(Image point grounding data)
=== Begin Enclosure ===
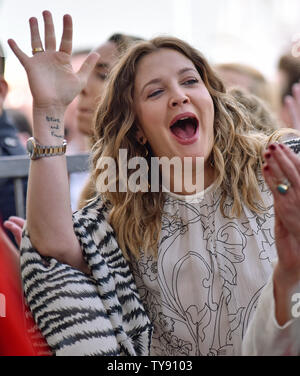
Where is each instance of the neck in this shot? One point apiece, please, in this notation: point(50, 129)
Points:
point(190, 179)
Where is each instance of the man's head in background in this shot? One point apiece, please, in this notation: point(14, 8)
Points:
point(3, 83)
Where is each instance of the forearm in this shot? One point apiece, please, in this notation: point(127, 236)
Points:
point(49, 214)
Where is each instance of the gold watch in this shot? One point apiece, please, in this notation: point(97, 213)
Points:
point(37, 151)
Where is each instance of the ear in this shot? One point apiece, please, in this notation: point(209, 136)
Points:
point(3, 91)
point(140, 136)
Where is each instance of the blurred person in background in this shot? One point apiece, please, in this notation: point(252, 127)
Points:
point(82, 186)
point(10, 145)
point(250, 79)
point(288, 77)
point(261, 118)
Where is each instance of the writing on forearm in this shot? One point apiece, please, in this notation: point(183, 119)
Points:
point(54, 126)
point(296, 306)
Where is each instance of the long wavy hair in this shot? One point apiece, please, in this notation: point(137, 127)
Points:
point(236, 154)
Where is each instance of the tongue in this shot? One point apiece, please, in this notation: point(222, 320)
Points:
point(185, 131)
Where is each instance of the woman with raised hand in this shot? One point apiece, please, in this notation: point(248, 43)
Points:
point(202, 260)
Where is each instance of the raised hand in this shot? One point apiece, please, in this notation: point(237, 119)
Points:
point(282, 174)
point(52, 81)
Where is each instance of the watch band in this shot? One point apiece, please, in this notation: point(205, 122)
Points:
point(37, 151)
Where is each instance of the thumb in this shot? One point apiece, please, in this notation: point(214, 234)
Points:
point(87, 67)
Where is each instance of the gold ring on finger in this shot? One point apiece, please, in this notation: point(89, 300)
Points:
point(283, 187)
point(37, 50)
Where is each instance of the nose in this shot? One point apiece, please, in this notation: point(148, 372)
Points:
point(178, 98)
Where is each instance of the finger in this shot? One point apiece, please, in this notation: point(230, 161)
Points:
point(18, 221)
point(50, 41)
point(67, 36)
point(23, 58)
point(87, 67)
point(36, 41)
point(291, 107)
point(295, 158)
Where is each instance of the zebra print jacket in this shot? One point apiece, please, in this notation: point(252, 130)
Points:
point(100, 314)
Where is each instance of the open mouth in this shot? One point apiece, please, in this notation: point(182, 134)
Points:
point(185, 129)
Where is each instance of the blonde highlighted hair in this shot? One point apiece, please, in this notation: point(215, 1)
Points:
point(236, 154)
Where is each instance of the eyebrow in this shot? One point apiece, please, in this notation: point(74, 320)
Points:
point(102, 65)
point(158, 80)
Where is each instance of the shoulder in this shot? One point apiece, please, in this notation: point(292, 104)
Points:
point(91, 223)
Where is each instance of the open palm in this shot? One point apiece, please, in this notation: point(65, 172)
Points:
point(50, 74)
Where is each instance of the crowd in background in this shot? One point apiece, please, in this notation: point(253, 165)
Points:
point(273, 104)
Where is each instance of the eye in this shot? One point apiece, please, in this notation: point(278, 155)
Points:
point(101, 76)
point(154, 93)
point(190, 81)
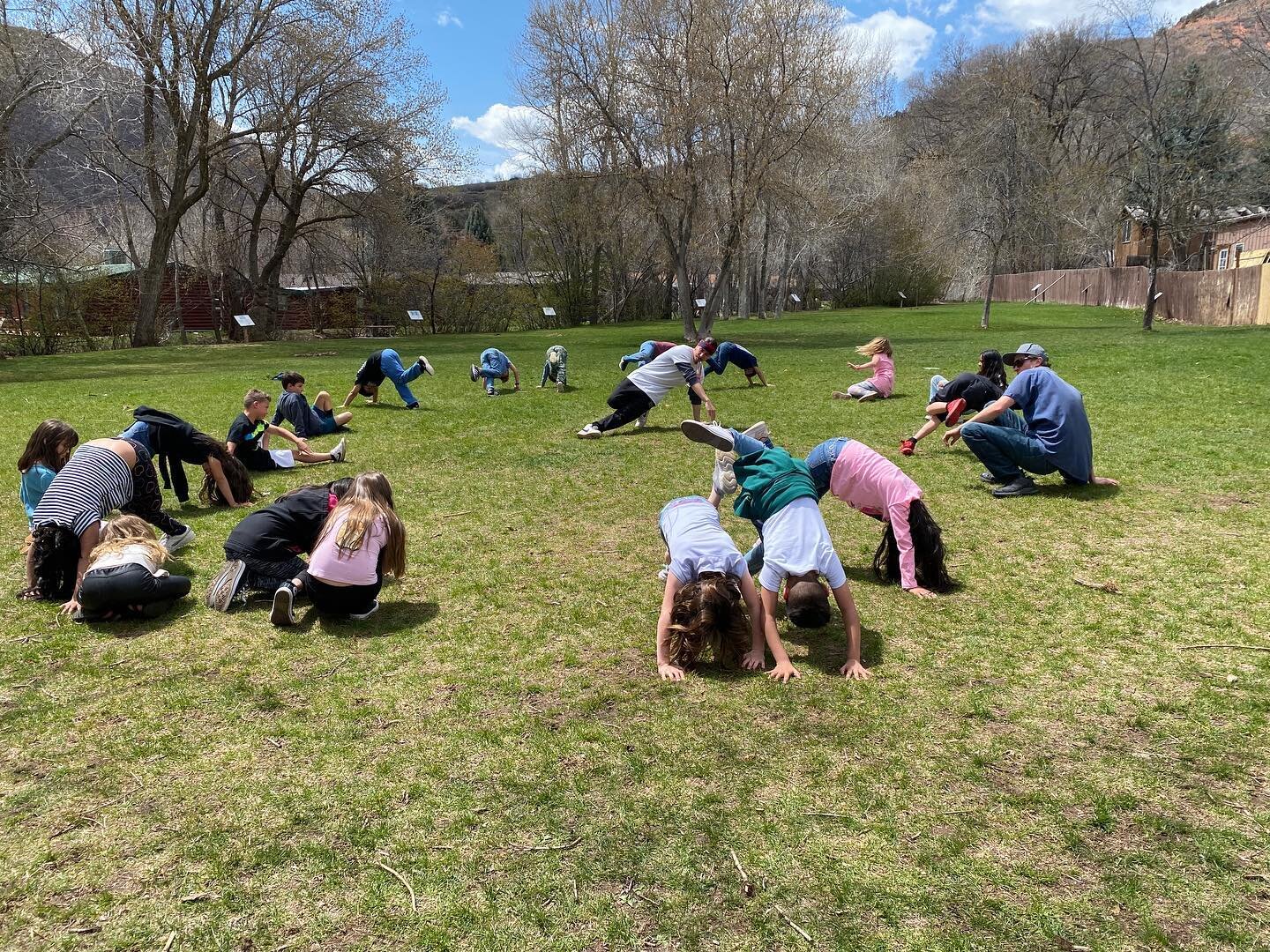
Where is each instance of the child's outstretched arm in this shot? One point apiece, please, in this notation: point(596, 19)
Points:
point(664, 668)
point(757, 655)
point(784, 669)
point(851, 625)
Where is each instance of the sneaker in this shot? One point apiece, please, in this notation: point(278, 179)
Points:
point(220, 593)
point(1022, 487)
point(709, 433)
point(363, 616)
point(283, 605)
point(175, 544)
point(724, 480)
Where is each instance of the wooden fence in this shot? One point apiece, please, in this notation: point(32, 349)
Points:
point(1221, 299)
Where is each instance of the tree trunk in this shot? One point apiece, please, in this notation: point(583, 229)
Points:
point(1148, 314)
point(992, 280)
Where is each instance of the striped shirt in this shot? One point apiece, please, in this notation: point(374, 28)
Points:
point(94, 482)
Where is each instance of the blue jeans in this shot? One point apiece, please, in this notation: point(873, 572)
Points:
point(140, 433)
point(390, 362)
point(937, 383)
point(1006, 449)
point(640, 357)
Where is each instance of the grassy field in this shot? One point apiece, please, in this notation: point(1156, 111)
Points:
point(1034, 764)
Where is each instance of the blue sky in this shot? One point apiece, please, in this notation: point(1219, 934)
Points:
point(470, 46)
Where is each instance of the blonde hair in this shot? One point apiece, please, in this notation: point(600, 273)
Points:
point(878, 346)
point(369, 501)
point(124, 531)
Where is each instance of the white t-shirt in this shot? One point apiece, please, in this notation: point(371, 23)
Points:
point(796, 541)
point(696, 541)
point(666, 372)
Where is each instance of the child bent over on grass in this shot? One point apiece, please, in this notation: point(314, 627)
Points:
point(249, 439)
point(556, 368)
point(263, 550)
point(124, 577)
point(362, 539)
point(48, 450)
point(778, 493)
point(879, 353)
point(494, 365)
point(317, 420)
point(707, 596)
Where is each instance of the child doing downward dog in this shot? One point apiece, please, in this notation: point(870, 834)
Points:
point(779, 494)
point(879, 353)
point(363, 539)
point(48, 452)
point(124, 576)
point(709, 594)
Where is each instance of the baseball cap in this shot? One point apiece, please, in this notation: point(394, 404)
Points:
point(1025, 351)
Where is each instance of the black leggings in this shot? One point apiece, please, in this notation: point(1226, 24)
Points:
point(629, 403)
point(146, 496)
point(118, 588)
point(340, 599)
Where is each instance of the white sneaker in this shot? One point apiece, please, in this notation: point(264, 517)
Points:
point(724, 480)
point(175, 544)
point(220, 593)
point(709, 433)
point(363, 616)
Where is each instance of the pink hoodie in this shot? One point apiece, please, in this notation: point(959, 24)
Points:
point(871, 484)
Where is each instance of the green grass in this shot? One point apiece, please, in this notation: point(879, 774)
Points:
point(1035, 764)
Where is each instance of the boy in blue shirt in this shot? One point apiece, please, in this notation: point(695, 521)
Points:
point(317, 420)
point(1052, 435)
point(494, 365)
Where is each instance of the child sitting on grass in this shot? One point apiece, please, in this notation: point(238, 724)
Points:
point(263, 550)
point(48, 450)
point(707, 594)
point(317, 420)
point(779, 493)
point(556, 368)
point(494, 365)
point(126, 577)
point(952, 398)
point(879, 353)
point(249, 439)
point(363, 539)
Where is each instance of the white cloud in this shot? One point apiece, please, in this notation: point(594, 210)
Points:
point(1034, 14)
point(498, 126)
point(906, 40)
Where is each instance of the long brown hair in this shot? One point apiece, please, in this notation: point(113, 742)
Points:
point(709, 614)
point(49, 444)
point(367, 501)
point(124, 531)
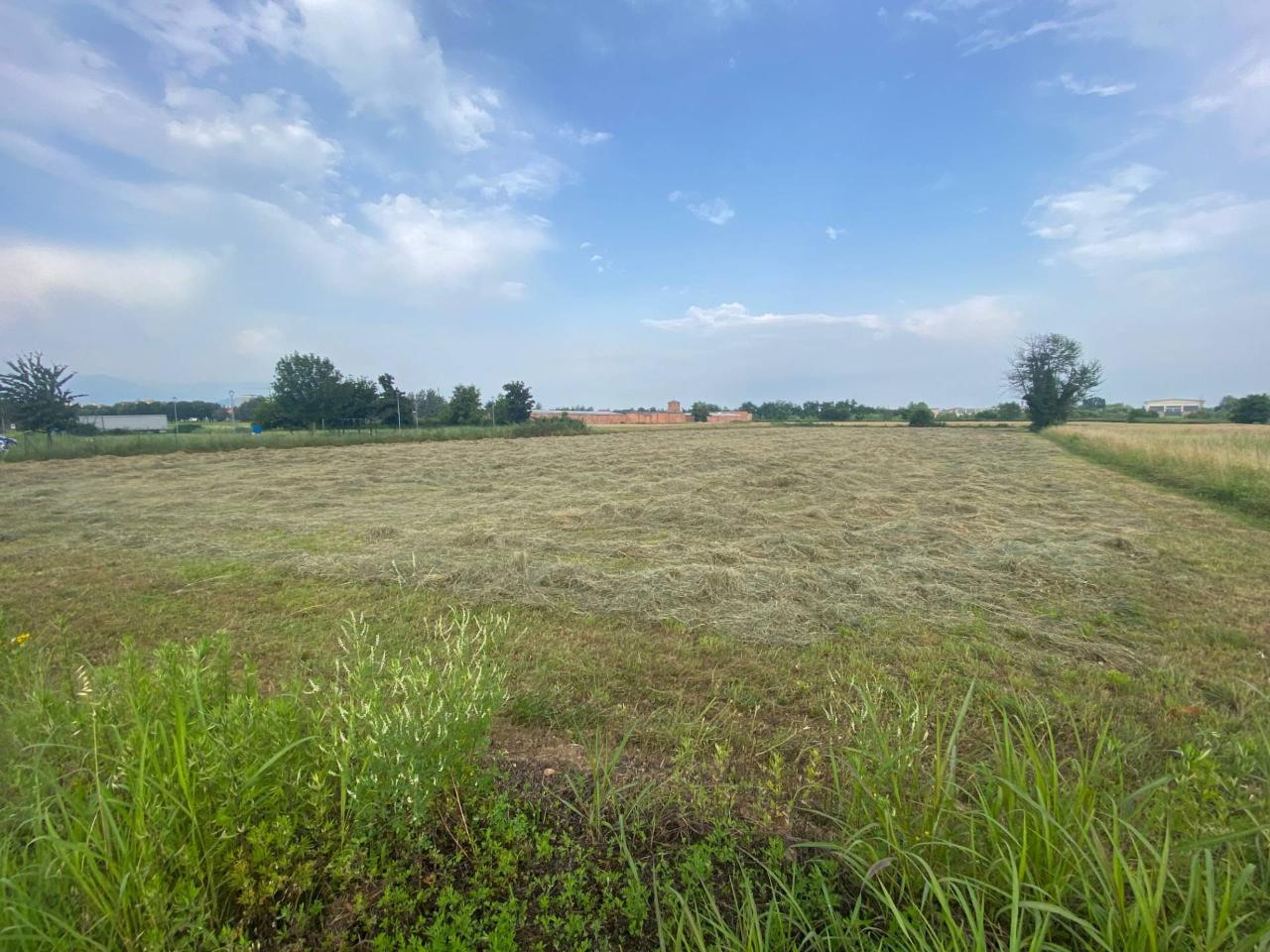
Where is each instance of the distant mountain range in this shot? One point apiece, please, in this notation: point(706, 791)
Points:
point(103, 389)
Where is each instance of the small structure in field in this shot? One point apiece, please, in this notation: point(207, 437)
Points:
point(132, 422)
point(674, 413)
point(1174, 407)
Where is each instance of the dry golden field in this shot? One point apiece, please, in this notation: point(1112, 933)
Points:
point(776, 534)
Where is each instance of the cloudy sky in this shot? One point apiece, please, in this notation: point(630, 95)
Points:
point(625, 200)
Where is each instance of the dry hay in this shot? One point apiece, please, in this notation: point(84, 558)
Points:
point(770, 534)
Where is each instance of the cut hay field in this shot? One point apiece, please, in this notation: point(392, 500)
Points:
point(1016, 698)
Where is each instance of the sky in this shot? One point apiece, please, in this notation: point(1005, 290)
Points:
point(630, 200)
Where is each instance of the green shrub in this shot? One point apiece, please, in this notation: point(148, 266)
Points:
point(171, 803)
point(922, 416)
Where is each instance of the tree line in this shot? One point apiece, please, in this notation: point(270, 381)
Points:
point(1048, 372)
point(310, 393)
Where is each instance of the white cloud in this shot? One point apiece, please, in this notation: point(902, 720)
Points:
point(1110, 223)
point(254, 341)
point(996, 39)
point(35, 275)
point(1239, 94)
point(59, 86)
point(716, 211)
point(919, 16)
point(980, 317)
point(539, 178)
point(435, 244)
point(262, 132)
point(375, 51)
point(984, 316)
point(584, 137)
point(1083, 87)
point(737, 317)
point(372, 49)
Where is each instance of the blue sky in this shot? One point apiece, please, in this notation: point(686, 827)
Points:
point(630, 200)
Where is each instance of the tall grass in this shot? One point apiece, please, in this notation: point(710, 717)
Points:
point(72, 447)
point(169, 803)
point(1223, 463)
point(1017, 848)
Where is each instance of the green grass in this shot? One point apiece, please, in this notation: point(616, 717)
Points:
point(1223, 463)
point(33, 445)
point(169, 802)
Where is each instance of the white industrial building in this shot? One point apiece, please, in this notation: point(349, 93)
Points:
point(134, 422)
point(1174, 407)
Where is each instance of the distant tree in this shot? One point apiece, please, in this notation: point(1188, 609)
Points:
point(397, 407)
point(264, 412)
point(1051, 377)
point(518, 402)
point(36, 397)
point(921, 416)
point(465, 409)
point(357, 403)
point(250, 409)
point(1254, 408)
point(431, 408)
point(307, 390)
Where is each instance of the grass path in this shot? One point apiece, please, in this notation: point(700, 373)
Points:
point(1228, 465)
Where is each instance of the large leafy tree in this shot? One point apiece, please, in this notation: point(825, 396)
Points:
=== End Enclosure ===
Single out each line of the records above with the string "tree" in it, and copy it.

TASK RESPONSE:
Where is each instance of the tree trunk in this shot? One point apiece, please, in this notation: point(583, 229)
Where is each instance of the tree line in this shot? One point apiece, please, in this notation: point(270, 381)
Where is each instance of the distant tree in this shot? One point apiece, please, in this notation: point(1188, 609)
Where is each instance of the large leafy tree in this shot? One point apiece, please, in this notation: point(825, 396)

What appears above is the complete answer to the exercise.